***** Extracted records *****

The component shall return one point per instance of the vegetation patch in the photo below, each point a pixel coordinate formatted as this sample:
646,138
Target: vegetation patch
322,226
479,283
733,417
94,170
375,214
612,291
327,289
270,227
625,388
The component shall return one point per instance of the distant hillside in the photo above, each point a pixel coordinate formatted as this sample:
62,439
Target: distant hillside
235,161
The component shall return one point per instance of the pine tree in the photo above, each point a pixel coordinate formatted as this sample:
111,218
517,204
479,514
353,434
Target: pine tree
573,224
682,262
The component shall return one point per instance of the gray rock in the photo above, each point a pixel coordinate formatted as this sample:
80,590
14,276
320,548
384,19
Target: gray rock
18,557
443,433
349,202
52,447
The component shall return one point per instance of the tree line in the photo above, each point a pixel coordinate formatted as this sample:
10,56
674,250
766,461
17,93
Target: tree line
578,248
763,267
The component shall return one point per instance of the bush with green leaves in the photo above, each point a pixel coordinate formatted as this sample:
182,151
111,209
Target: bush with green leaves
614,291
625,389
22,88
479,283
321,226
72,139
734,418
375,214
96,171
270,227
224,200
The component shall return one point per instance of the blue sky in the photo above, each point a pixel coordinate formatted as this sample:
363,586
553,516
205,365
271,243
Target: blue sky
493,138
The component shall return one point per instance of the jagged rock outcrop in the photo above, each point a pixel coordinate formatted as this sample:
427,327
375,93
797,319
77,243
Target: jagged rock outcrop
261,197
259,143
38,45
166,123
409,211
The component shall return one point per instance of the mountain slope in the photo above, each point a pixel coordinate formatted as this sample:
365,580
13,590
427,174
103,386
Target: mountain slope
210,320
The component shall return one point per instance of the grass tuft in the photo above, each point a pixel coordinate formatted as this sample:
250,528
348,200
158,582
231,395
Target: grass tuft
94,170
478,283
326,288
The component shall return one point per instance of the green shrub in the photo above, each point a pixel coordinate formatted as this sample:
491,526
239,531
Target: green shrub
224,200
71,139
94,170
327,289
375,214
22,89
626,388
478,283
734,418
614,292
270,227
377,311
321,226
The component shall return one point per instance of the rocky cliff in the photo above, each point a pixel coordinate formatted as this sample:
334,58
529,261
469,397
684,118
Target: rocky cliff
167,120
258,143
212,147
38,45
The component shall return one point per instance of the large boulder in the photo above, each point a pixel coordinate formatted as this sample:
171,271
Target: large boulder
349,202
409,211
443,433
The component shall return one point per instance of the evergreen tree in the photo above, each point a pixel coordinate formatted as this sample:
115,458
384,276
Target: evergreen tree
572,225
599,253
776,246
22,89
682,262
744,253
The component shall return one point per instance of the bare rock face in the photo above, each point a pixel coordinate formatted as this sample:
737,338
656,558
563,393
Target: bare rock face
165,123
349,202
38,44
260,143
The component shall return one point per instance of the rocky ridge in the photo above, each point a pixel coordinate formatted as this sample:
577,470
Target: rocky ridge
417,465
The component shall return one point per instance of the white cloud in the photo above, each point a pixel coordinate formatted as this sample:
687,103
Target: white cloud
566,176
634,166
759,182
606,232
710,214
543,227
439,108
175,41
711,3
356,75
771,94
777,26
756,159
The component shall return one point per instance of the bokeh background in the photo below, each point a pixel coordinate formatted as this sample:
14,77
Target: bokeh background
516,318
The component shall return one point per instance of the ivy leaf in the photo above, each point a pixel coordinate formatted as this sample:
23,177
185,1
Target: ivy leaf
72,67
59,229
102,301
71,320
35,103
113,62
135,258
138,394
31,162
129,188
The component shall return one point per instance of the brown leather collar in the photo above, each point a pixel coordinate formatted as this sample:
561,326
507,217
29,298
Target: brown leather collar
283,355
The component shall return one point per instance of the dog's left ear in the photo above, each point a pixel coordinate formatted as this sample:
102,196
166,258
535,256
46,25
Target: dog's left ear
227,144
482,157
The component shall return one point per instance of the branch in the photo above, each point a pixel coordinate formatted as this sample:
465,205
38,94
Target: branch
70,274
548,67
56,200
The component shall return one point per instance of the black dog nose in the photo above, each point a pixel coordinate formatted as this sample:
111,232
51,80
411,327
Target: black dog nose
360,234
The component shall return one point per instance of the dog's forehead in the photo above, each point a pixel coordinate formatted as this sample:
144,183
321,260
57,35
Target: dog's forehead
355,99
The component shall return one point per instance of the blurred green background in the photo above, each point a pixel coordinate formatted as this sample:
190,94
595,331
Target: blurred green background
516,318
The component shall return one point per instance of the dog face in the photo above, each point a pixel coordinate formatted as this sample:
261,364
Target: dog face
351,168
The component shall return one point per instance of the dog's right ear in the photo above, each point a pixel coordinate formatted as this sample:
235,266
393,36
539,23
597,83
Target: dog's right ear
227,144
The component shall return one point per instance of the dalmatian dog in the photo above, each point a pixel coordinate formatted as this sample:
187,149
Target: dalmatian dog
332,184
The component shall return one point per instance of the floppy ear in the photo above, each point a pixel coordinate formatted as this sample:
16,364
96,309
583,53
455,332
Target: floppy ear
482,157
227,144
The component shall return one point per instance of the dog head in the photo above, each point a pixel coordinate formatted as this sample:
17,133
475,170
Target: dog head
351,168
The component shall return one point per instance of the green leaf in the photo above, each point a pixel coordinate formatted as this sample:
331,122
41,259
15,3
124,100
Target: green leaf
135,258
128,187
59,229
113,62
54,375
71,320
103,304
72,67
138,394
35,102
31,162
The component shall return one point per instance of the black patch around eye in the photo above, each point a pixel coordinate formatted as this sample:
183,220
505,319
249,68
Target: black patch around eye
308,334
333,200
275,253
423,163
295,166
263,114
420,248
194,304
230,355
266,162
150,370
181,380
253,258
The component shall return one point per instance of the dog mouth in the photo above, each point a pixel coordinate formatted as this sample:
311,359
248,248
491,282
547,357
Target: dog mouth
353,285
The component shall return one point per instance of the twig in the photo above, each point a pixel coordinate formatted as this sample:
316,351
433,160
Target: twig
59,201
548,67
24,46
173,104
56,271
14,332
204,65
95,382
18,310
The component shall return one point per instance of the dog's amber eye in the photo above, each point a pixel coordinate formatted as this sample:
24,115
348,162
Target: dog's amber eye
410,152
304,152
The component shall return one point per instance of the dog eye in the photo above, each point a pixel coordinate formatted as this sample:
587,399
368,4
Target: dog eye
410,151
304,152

*****

→ **What the task asks**: Copy out the full material exactly as it appears.

→ **Task result**:
The component shall return one point per instance of the vegetation patch in the photo below, each point a pixel coordinate formatted as this sample:
646,138
Target: vegetation patch
322,226
479,283
733,417
94,170
375,214
612,291
327,289
270,227
625,388
The component shall return one point per instance of the distant hillside in the photo above, each point a pixel coordinate formatted as this sample:
62,439
Target: distant hillside
235,161
The component shall return one point per instance of the pine tree in the photo above, each point a pixel coordinate formatted as this sample:
111,218
517,204
479,514
353,434
Target: pine tree
573,224
682,262
The component shall return one point per instance of the gray rock in the photo above, each point a pixel coordinate formatted as this sample:
80,590
14,276
320,548
384,19
Target: gray rock
18,557
443,433
349,202
52,447
The component shall return one point per instance of the tree line in the photo above, each point a pixel coordinate formatted as this sample:
10,56
674,250
766,461
17,93
Target: tree line
578,248
763,267
The component shall return one point per instance of the bush with green leaves in the photo above, each point a pixel coordinate formatted as this sample:
182,151
111,209
Target: bush with green leaves
614,291
625,389
22,88
479,283
321,226
72,139
734,418
375,214
96,171
270,227
224,200
The component shall return one point per instance of the blue sky in the photo above, each point a pixel coordinate formatted as this sample:
363,586
553,516
205,365
271,243
Target: blue sky
493,138
The component shall return one point per instance of the jagged rock outcrop in the photo above, each point a pixel coordinate formatted as this sample:
427,327
375,93
797,319
77,243
Target: jagged rock outcrop
261,197
259,143
38,45
166,123
409,211
The component shall return one point per instance of the mountain slope in the photo above, each point a pixel coordinate formatted as this sample:
365,580
13,590
427,174
103,386
Target: mountain slope
210,320
The component shall return one point per instance of the grass tuft in the photo above, each point a pixel coordinate formatted as this sample:
250,528
348,200
158,582
231,395
Target: grass tuft
94,170
478,283
326,288
The component shall return one point per instance of the green shrub in the photo above, each point a pixel coordinate formatted as this sample:
491,526
239,531
Target: green shrub
224,200
71,139
94,170
327,289
375,214
22,89
626,388
478,283
734,418
614,292
270,227
377,311
321,226
The component shall return one point per instance of the rocky cliff in the photo above, each point a pixel coordinate formatted as this sample:
334,58
529,261
469,397
684,118
Target: rocky cliff
167,120
258,143
212,147
38,45
The component shall return one point per instance of the large boulder in the photo above, each point a pixel coordinate formatted as this sample:
171,271
Target: large boulder
349,202
409,211
443,433
The component shall return one point per instance of the evergreen tree in the photo above, each point a pixel coordinate formatted as this sample:
115,458
384,276
Target: evergreen tree
572,225
599,253
776,246
22,89
682,262
744,253
The component shall return one point per instance of the bare rock face in the photo above, each point a pixel coordinate formatted as this sample:
737,338
656,558
563,393
Target: bare rock face
165,123
349,202
38,44
260,143
The component shall return one point per instance of the rocky ridge in the photo above, each point a pixel coordinate formatted as this sample:
577,470
Target: rocky ridge
417,465
The component shall return one point per instance of the white cloud in the photo above, each point a pixel coordinate formatted as this sample:
687,103
Target: white cloud
566,176
634,166
759,182
606,232
710,214
543,227
439,108
175,41
711,3
356,75
771,94
777,26
756,159
The component shall return one point per instance of the bokeh background in the photo below, each point a pixel coordinate formatted as this sample:
14,77
Target: bokeh background
516,318
The component shall return one point per instance of the ivy leaf in the photo above, each point a pixel coordinate formatted as this sample:
23,177
185,1
Target: ivy leaf
72,67
59,229
102,301
71,320
35,103
113,62
135,258
138,394
31,162
129,188
The component shall return one point per instance of the brown leather collar in the photo above, each point a pixel coordinate formatted as this sample:
561,326
507,217
29,298
Target: brown leather collar
283,355
The component shall return one point per instance of the dog's left ear in the photo above, each point a pixel coordinate formatted as this sample:
102,196
166,258
535,256
46,25
Target: dog's left ear
227,144
482,157
The component shall return one point per instance of the branch in the photo above, each point a pixel coordinate formatted as this sample:
465,205
38,94
Target: branch
70,274
548,67
56,200
The component shall return one point per instance of the black dog nose in the photo above, each point a pixel coordinate formatted as this sample:
111,232
51,80
411,327
Target: black dog nose
360,234
The component shall return one point per instance of the dog's forehead in the photo above, each point a pixel coordinate formatted as this sample:
144,183
321,260
57,35
Target: dog's forehead
355,99
The component shall return one point per instance of the blurred green background in the photo above, each point a pixel coordinate formatted as this sample:
190,94
595,331
Target: blurred green background
516,318
The component shall return one point per instance of the dog face in the photo above, each point a pixel coordinate formatted as this sample:
261,364
Target: dog face
351,168
The component shall return one point per instance of the dog's right ear in the photo above, each point a pixel coordinate formatted as this sample:
235,266
393,36
539,23
597,83
Target: dog's right ear
227,144
The component shall return one point per instance of the dalmatian dog in the photo above, each point a pixel coordinate formatted as this sample:
187,149
Target: dalmatian dog
332,184
The component shall return one point per instance of the floppy ear in the photo above, each point a pixel coordinate formatted as this sample:
16,364
96,309
583,53
455,332
Target: floppy ear
482,157
227,144
The component shall return one point per instance of the dog head in the photo above, each point a pixel coordinate formatted as this sample:
17,133
475,170
Target: dog head
351,168
The component shall return one point per instance of the green leaf in the photo above, each point a pixel coordinate formatted as this sample:
331,122
41,259
15,3
124,100
Target: green leaf
135,258
128,187
59,229
113,62
54,375
71,320
103,304
72,67
138,394
35,102
31,162
The component shall return one point per instance of the black patch around eye in the photo above, each point a pixel coordinate formatted as this sample:
183,220
505,319
249,68
Target: black patch around eye
308,334
333,200
275,253
423,163
295,166
263,114
420,248
194,304
230,355
266,162
150,370
181,380
253,258
The component shall return one point per instance of the dog mouth in the photo above, each point a pixel coordinate formatted as this sample:
311,359
248,248
491,282
547,357
Target: dog mouth
353,285
The component shall return one point per instance of the twig in the photo above, each point a pixel coordinate formatted as this sample:
316,351
433,160
Target: twig
59,201
548,67
24,46
173,104
56,271
14,332
204,65
95,382
18,310
The component shall return one point per instance of the dog's amber eye in the photo above, each point a pixel coordinate formatted as this sample:
24,115
348,162
Target: dog's amber eye
410,152
304,152
The component shall return one point per instance of the dog eye in the photo above, each point a pixel coordinate formatted as this sample:
587,399
368,4
Target: dog eye
410,151
304,152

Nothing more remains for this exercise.